▶ [EXTRAIT CHOISI]
———
Tout en montrant une certaine
intransigeance, quand ils déclarent
notamment qu’ils ne n’accepteront rien
de moins que le retour du président
Morsi, les Frères Musulmans et leurs
alliés, ont laissé entendre qu’ils
restent ouverts à toute proposition de
solution politique dans le cadre de la
légalité constitutionnelle étant entendu
que les formes et les modalités d’une
telle solution politique devraient faire
l’objet d’une négociation sérieuse entre
les parties concernées.
Tarek Al Malat,
dirigeant du parti Al Wassat et
porte-parole de la délégation de
l’ « Alliance pour la légalité
constitutionnelle » qui a été reçue, le
samedi 03 août, par le sous-secrétaire
d’Etat américain, William Burns, a
certes réclamé la réunion préalable des
conditions d’une véritable
réconciliation nationale qui passe par
l’arrêt de la répression et la
libération des cadres politiques
emprisonnés. Mais il a en même temps
montré une certaine ouverture politique
en déclarant que si on s’entête à
exclure le président Morsi du processus
de transition démocratique en prenant
pour argument politique la manifestation
hostile du 30 juin, il faudrait aussi
tirer logiquement les conséquences des
manifestations incessantes depuis un
mois contre le coup d’Etat et exclure du
processus le chef de la junte, le
général Al Sissi
Les facilitateurs
américains et européens qui font la
navette entre le Caire et leurs
capitales respectives depuis quelques
jours savent qu’aucune stabilité
politique ne saurait être garantie en
Egypte sans les Frères Musulmans et sur
ce plan ils semblent confortés dans leur
position par les déclarations des
dirigeants du pouvoir actuel qui
prétendent qu’ils n’ont jamais prévu
l’exclusion des Frères Musulmans dans
leur « feuille de route ». Mais outre
les déclarations peu rassurantes des
courants « éradicateurs » qui appellent
à l’interdiction pure et simple des
partis islamistes dans la future
constitution, il est difficile
d’accorder du crédit aux promesses des
chefs de la junte militaire quand on
sait que la plupart des dirigeants
islamistes sont soit en prison soit
recherchés par les services de sécurité
sans parler de la vague d’arrestations
des militants et des sympathisants dont
on ne connaît pas le chiffre exact mais
que des organisations des droits de
l’Homme estiment à plusieurs milliers
sur l’ensemble du territoire.
Appeler les
islamistes et leurs alliés à négocier,
ou pire encore à « rejoindre » la
fameuse « feuille de route » des
militaires, dans ces conditions, relève
d’un chantage obscène et les
facilitateurs américains et européens
seraient mal avisés de donner
l’impression qu’ils capitulent devant le
chantage des militaires.
———
▶ [ENTRÉES À TRAITER]
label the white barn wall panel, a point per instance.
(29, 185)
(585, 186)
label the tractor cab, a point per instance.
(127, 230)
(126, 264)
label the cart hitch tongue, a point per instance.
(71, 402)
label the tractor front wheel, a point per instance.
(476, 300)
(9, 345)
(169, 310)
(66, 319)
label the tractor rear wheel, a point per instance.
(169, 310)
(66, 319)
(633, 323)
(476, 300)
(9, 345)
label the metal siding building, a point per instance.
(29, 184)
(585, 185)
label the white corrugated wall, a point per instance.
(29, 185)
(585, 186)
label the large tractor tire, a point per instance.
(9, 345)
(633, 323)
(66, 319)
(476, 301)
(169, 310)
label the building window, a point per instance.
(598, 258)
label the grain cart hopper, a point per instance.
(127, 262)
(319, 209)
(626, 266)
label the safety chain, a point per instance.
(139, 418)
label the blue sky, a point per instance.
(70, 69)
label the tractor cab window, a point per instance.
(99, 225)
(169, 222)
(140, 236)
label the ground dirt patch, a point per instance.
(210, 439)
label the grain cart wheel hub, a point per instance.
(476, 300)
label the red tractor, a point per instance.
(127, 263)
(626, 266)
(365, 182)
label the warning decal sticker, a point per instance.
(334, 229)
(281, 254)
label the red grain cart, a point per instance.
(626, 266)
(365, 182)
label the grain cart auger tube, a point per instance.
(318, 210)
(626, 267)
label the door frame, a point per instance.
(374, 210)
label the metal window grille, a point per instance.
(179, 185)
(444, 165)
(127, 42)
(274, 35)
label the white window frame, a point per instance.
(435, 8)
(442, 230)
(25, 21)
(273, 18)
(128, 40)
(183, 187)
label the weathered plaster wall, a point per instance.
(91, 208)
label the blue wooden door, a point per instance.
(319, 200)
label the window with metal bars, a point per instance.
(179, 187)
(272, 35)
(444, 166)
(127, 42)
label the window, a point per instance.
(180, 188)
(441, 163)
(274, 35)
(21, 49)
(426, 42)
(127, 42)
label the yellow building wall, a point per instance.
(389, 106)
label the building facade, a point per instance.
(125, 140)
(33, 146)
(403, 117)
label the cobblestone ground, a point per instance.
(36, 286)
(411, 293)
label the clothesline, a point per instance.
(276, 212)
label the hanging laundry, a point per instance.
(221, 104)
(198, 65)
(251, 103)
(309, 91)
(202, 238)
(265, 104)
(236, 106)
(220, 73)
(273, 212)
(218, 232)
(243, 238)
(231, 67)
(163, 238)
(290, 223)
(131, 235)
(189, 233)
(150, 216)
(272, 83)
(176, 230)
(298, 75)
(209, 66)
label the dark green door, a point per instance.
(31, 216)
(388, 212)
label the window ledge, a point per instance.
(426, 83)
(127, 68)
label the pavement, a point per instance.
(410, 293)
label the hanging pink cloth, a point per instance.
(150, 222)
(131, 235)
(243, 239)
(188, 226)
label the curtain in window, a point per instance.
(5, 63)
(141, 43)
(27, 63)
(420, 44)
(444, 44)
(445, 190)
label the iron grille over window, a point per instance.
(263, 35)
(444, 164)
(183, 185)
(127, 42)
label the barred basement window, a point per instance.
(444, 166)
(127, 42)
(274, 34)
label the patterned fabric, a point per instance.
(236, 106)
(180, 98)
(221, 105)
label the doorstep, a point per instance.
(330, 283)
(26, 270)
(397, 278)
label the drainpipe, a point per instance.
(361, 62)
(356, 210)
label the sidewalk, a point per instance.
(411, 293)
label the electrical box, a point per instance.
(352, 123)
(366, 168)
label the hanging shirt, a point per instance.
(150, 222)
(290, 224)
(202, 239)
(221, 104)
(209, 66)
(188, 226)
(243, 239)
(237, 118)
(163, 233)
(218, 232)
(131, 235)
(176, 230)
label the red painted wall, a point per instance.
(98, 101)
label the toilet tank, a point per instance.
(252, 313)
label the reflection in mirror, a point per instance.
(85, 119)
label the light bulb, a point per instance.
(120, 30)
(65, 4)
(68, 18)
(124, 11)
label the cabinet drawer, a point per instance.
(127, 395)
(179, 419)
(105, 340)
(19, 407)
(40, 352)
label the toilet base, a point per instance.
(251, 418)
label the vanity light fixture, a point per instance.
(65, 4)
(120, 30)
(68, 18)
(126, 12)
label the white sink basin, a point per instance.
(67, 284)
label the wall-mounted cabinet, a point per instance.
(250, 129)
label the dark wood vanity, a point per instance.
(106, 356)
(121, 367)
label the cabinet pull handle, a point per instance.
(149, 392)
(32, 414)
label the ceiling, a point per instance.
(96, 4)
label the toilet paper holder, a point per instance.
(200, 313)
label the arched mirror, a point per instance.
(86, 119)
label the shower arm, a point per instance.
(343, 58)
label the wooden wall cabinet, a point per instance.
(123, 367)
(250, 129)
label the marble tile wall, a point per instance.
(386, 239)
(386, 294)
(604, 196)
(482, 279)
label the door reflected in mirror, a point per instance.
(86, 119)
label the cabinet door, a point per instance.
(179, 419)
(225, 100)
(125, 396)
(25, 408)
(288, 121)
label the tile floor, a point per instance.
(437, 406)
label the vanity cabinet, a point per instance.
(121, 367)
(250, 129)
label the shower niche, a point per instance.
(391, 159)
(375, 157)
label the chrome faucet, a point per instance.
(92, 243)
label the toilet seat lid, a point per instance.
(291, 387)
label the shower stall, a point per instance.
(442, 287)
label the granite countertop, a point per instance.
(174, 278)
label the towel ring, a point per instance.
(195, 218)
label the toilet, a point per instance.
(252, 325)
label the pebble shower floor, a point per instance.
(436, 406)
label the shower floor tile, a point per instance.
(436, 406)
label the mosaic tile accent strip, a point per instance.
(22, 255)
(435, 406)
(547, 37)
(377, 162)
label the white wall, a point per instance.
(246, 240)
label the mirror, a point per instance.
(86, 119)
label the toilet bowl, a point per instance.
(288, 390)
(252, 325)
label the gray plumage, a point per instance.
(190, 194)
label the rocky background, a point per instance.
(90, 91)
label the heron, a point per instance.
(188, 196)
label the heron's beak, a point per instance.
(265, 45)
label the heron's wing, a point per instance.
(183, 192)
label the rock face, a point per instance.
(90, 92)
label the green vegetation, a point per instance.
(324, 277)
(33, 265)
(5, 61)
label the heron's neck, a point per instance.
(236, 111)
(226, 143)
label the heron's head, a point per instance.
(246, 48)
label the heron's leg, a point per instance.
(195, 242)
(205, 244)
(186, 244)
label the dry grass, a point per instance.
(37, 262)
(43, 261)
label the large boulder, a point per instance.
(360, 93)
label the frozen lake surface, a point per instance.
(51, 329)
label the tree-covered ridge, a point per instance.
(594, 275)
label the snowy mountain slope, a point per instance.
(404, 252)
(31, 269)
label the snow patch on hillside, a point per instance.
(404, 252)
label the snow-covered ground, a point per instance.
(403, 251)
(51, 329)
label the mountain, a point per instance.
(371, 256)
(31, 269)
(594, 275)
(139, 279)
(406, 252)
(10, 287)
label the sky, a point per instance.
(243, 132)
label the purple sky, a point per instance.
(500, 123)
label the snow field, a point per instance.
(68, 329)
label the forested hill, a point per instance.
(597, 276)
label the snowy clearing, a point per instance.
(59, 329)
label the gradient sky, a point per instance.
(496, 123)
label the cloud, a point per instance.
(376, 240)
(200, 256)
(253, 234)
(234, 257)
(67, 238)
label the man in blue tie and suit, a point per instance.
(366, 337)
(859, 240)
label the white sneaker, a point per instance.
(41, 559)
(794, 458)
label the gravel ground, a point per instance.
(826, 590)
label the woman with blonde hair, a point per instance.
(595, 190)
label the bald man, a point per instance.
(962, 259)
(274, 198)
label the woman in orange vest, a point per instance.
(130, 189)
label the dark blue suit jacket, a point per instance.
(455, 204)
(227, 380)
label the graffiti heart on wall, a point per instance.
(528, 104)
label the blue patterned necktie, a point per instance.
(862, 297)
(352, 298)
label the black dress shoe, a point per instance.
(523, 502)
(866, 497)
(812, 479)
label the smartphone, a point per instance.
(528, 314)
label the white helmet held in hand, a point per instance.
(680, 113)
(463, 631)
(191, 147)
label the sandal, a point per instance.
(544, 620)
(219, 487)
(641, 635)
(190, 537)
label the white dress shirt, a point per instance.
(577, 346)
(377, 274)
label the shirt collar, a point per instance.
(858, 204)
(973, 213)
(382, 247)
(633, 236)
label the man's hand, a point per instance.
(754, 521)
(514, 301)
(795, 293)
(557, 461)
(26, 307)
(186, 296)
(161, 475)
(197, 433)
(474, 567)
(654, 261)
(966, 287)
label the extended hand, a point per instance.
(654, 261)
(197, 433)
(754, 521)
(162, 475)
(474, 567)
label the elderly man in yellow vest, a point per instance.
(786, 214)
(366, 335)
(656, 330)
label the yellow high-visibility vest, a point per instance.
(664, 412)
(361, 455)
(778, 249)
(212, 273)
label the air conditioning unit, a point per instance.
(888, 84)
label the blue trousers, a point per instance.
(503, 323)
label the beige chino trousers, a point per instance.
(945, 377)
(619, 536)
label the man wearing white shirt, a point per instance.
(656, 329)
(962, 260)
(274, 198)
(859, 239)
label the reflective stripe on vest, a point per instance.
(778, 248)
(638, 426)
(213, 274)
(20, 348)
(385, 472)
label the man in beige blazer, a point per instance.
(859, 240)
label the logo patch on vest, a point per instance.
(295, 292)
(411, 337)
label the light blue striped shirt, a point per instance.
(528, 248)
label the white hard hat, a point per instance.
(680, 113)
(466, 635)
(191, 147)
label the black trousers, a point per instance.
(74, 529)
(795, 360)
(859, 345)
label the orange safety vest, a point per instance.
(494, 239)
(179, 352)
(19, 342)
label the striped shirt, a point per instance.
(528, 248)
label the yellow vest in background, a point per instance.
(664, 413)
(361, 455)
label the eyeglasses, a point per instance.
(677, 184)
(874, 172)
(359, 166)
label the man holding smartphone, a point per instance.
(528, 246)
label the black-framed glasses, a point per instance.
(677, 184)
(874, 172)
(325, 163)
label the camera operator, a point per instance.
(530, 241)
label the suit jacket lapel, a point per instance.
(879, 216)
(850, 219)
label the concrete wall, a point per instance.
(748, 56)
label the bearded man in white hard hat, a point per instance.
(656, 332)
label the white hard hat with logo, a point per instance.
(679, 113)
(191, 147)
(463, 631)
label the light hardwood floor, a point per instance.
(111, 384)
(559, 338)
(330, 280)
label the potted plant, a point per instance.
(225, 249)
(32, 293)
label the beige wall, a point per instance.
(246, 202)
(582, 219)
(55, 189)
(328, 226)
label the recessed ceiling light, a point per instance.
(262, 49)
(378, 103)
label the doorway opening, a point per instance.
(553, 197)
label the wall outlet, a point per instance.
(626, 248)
———
▶ [LISTE DES TÂCHES]
1 - Répondez aux questions suivantes sur l'extrait choisi :
(a) Qui a reçu la délégation de l'« Alliance pour la légalité constitutionnelle » le samedi 03 août ?
(b) De quel parti Tarek Al Malat est-il dirigeant ?
(c) À combien des organisations des droits de l'Homme estiment-elles les arrestations de militants et de sympathisants ?
2 - Renommez « potted plant » en « houseplant » dans la partie des entrées qui s'ouvre sur la ligne contenant « label the light hardwood » et se termine à la fin des entrées, ces deux lignes comprises. Redonnez uniquement ces lignes, sans rien modifier d'autre.

▶ [RÉPONSES CI-DESSOUS]
1 -
(a) Le sous-secrétaire d'État américain William Burns.
(b) Du parti Al Wassat.
(c) À plusieurs milliers sur l'ensemble du territoire.

2 -
label the light hardwood floor, a point per instance.
(111, 384)
(559, 338)
(330, 280)
label the houseplant, a point per instance.
(225, 249)
(32, 293)
label the beige wall, a point per instance.
(246, 202)
(582, 219)
(55, 189)
(328, 226)
label the recessed ceiling light, a point per instance.
(262, 49)
(378, 103)
label the doorway opening, a point per instance.
(553, 197)
label the wall outlet, a point per instance.
(626, 248)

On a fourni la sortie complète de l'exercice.